Others seem to think we can still repurpose the field for better ends. And that other types of Kunstbegriff would allow us to redefine the forms of governance we are partaking in currently. What would an art look like that is not as cynical and exploitative? What sonics of intelligence would apply? Which structures of support are required? STATECRAFT aims for pragmatic answers to this rather dramatic set of questions.

STATECRAFT features closed-door workshops as well as a public program. The latter will include choice selections from the web TV channel realty-v, an artist commission by Christopher Roth, featuring propagandistic vignettes, theoretical pictures, and archival materials.

 

REALTY is curated by Tirdad Zolghadr and supported by KW and the Sommerakademie Paul Klee Bern. So far, the program has taken the shape of public events, a university seminar, artist commissions, semi-formal working groups and a research stipend. While STATECRAFT anticipates imminent moments of art-ontological change, SPACECRAFT is a REALTY conference a few days prior – 8 to 13 November – focusing on corresponding co-ownership and cross-financialization strategies for the here and now.
+===+
### STATED GOAL
Please rewrite the passage on STATECRAFT starting at "Others seem to" and ending at "and archival materials.", with "web TV channel" changed to "online video channel".

### RECORDS SHOWN
+===+
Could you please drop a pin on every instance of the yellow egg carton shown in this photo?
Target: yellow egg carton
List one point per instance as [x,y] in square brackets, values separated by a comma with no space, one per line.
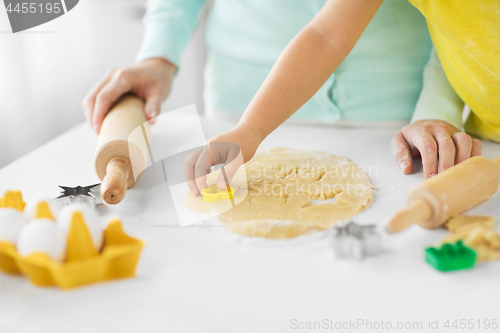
[118,259]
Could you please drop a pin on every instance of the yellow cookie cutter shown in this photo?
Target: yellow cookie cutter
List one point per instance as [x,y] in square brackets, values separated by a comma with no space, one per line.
[212,194]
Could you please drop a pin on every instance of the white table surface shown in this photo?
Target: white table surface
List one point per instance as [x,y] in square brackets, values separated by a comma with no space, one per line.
[209,280]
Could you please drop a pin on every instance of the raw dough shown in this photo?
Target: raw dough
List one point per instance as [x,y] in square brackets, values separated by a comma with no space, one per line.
[476,232]
[279,187]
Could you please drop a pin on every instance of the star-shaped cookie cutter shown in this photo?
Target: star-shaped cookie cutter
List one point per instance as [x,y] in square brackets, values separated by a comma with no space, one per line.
[81,194]
[357,241]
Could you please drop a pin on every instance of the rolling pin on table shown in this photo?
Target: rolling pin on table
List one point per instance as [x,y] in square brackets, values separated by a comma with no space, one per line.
[122,148]
[452,192]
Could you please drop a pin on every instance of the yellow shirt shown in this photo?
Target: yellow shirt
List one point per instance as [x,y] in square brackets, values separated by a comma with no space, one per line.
[466,35]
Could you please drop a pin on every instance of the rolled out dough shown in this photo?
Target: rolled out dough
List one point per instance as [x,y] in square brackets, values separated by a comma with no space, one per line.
[274,199]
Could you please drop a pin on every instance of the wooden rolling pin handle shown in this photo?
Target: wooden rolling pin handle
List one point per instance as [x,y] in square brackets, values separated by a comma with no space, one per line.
[114,184]
[418,211]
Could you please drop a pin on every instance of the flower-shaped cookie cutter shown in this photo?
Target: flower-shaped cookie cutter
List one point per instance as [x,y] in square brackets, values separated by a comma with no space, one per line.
[212,194]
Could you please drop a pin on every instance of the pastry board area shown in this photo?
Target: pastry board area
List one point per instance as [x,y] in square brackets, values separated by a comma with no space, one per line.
[207,279]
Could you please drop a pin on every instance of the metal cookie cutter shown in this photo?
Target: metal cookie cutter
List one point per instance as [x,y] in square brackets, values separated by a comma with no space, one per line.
[88,194]
[357,241]
[212,194]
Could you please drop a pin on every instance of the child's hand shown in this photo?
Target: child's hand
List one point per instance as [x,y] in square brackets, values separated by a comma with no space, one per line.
[233,148]
[150,80]
[433,140]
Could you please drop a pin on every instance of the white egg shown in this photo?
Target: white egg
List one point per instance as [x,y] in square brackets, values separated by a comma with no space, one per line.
[31,207]
[91,221]
[42,235]
[11,223]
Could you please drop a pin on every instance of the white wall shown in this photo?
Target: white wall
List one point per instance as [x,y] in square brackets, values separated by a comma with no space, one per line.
[46,71]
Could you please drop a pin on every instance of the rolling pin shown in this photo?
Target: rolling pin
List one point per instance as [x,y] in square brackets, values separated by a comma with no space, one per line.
[122,149]
[452,192]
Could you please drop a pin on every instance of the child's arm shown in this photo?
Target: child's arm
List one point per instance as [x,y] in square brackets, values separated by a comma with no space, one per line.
[435,132]
[168,27]
[303,67]
[307,62]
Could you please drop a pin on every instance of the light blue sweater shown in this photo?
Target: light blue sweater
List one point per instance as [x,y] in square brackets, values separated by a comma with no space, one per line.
[380,80]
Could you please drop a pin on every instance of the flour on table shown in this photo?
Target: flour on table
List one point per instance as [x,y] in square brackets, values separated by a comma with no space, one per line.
[274,200]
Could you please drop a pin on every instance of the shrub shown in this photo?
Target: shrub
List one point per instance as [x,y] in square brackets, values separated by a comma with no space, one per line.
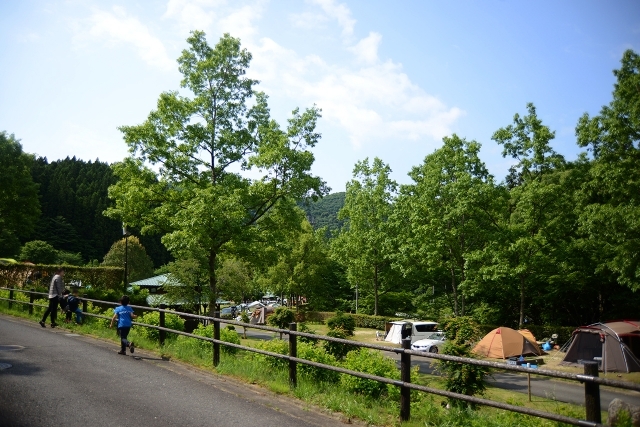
[342,321]
[337,350]
[274,346]
[172,321]
[302,327]
[281,318]
[370,362]
[461,378]
[206,347]
[319,355]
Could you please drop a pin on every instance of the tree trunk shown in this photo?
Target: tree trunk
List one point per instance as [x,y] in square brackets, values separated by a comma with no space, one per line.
[213,282]
[375,291]
[454,291]
[521,323]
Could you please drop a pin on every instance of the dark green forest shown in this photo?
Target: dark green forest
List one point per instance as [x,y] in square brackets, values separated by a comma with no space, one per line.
[556,242]
[324,212]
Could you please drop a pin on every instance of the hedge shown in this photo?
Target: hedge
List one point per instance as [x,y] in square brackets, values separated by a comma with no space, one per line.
[541,331]
[362,320]
[39,276]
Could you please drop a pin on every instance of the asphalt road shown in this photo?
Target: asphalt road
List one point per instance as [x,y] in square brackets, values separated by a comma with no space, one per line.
[49,377]
[542,387]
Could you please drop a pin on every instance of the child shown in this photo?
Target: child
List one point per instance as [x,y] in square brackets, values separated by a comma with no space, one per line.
[73,303]
[64,300]
[125,317]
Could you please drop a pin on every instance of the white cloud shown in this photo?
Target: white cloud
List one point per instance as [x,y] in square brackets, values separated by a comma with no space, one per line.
[340,12]
[118,27]
[372,101]
[240,22]
[366,50]
[192,14]
[308,20]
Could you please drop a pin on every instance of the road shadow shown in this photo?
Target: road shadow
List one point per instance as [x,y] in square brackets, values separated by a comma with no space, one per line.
[19,368]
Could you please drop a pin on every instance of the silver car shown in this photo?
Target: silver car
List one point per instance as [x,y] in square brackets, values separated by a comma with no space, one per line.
[430,344]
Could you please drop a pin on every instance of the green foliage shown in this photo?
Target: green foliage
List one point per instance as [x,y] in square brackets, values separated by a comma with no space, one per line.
[273,346]
[364,247]
[171,321]
[185,173]
[337,350]
[139,265]
[281,317]
[70,258]
[369,362]
[305,351]
[73,194]
[343,322]
[609,207]
[302,327]
[96,281]
[205,347]
[317,354]
[19,204]
[39,252]
[461,378]
[323,212]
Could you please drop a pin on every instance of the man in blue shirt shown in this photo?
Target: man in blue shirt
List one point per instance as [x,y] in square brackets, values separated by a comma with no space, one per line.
[124,314]
[55,294]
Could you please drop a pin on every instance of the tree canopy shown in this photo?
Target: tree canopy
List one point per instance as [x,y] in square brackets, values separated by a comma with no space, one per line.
[188,172]
[19,204]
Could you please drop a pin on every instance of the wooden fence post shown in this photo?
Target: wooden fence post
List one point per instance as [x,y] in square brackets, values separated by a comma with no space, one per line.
[592,393]
[216,335]
[405,376]
[293,352]
[163,334]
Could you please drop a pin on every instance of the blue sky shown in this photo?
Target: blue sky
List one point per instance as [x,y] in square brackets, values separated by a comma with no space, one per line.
[392,78]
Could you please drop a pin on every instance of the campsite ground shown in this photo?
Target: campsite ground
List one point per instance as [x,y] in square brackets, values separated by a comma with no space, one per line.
[551,360]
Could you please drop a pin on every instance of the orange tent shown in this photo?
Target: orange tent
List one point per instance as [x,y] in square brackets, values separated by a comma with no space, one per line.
[527,334]
[505,342]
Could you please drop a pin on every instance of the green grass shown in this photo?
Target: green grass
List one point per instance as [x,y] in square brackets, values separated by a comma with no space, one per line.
[426,410]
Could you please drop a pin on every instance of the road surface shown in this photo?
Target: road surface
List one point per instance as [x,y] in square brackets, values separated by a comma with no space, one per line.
[545,387]
[541,387]
[50,377]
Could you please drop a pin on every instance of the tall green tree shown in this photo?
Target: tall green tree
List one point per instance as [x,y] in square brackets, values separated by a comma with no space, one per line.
[534,222]
[73,194]
[365,246]
[186,172]
[446,215]
[19,205]
[139,265]
[610,197]
[39,252]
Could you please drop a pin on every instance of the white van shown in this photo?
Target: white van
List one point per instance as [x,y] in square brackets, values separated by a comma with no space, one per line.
[416,330]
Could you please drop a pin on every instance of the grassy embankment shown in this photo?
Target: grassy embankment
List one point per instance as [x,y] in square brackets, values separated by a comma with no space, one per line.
[426,410]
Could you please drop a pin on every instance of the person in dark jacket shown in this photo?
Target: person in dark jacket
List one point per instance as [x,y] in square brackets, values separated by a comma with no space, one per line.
[55,295]
[73,306]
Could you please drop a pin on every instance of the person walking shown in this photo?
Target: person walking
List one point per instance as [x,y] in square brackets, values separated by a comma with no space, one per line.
[56,288]
[124,314]
[73,306]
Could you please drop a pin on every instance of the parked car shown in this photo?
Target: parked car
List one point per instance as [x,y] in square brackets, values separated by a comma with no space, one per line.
[416,330]
[430,344]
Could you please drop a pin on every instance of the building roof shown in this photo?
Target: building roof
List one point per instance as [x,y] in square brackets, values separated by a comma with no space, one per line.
[152,282]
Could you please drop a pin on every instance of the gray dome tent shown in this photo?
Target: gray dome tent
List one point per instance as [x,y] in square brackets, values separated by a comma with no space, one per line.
[609,343]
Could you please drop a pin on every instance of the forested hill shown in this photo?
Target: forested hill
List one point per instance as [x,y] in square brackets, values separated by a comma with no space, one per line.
[73,197]
[324,212]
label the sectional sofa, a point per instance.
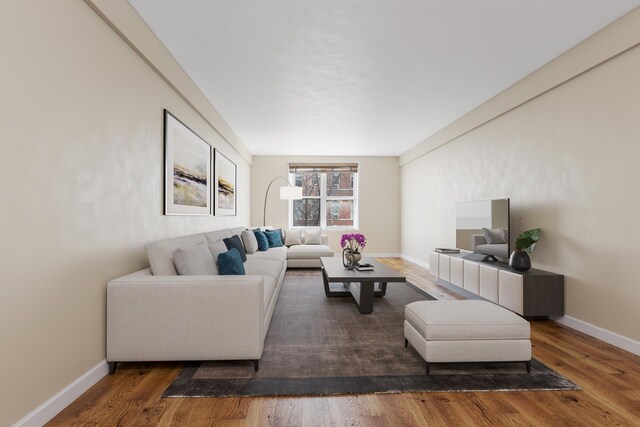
(157, 315)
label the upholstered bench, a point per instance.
(466, 331)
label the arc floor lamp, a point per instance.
(290, 192)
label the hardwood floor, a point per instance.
(609, 377)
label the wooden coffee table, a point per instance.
(361, 286)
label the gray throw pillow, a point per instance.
(194, 260)
(495, 235)
(250, 242)
(293, 237)
(217, 248)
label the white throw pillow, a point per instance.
(292, 237)
(250, 242)
(312, 236)
(194, 260)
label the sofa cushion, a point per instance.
(217, 248)
(160, 253)
(235, 242)
(293, 236)
(465, 320)
(214, 236)
(308, 251)
(230, 263)
(263, 267)
(274, 238)
(312, 236)
(250, 242)
(194, 260)
(263, 243)
(279, 254)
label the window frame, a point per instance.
(323, 203)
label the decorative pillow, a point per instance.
(293, 237)
(495, 235)
(312, 236)
(217, 248)
(274, 238)
(263, 243)
(250, 241)
(235, 242)
(230, 263)
(194, 260)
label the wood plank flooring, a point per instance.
(610, 379)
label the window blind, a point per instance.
(323, 167)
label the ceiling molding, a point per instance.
(126, 22)
(617, 38)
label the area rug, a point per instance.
(318, 346)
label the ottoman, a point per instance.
(466, 331)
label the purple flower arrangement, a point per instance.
(353, 241)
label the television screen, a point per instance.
(471, 220)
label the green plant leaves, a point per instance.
(526, 241)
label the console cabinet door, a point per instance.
(445, 268)
(457, 273)
(471, 278)
(510, 291)
(434, 263)
(489, 283)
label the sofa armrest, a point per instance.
(154, 318)
(477, 240)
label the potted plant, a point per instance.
(351, 245)
(525, 242)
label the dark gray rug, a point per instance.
(320, 346)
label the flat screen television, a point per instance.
(471, 220)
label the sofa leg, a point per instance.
(112, 367)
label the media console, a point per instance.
(533, 293)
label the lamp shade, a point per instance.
(290, 193)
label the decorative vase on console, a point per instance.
(525, 242)
(351, 246)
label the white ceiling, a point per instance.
(362, 77)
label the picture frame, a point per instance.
(187, 170)
(225, 185)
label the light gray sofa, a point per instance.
(156, 315)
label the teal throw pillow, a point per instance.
(230, 263)
(274, 238)
(263, 243)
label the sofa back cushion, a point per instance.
(235, 242)
(230, 263)
(293, 236)
(194, 260)
(274, 238)
(250, 242)
(160, 253)
(263, 243)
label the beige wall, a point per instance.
(568, 160)
(379, 199)
(81, 175)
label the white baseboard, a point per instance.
(52, 407)
(602, 334)
(415, 261)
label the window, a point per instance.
(329, 195)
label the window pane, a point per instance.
(340, 184)
(306, 213)
(310, 183)
(339, 213)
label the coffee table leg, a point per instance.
(365, 299)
+===+
### THE REPLY
Others seem to think we can still repurpose the field for better ends. And that other types of Kunstbegriff would allow us to redefine the forms of governance we are partaking in currently. What would an art look like that is not as cynical and exploitative? What sonics of intelligence would apply? Which structures of support are required? STATECRAFT aims for pragmatic answers to this rather dramatic set of questions.

STATECRAFT features closed-door workshops as well as a public program. The latter will include choice selections from the online video channel realty-v, an artist commission by Christopher Roth, featuring propagandistic vignettes, theoretical pictures, and archival materials.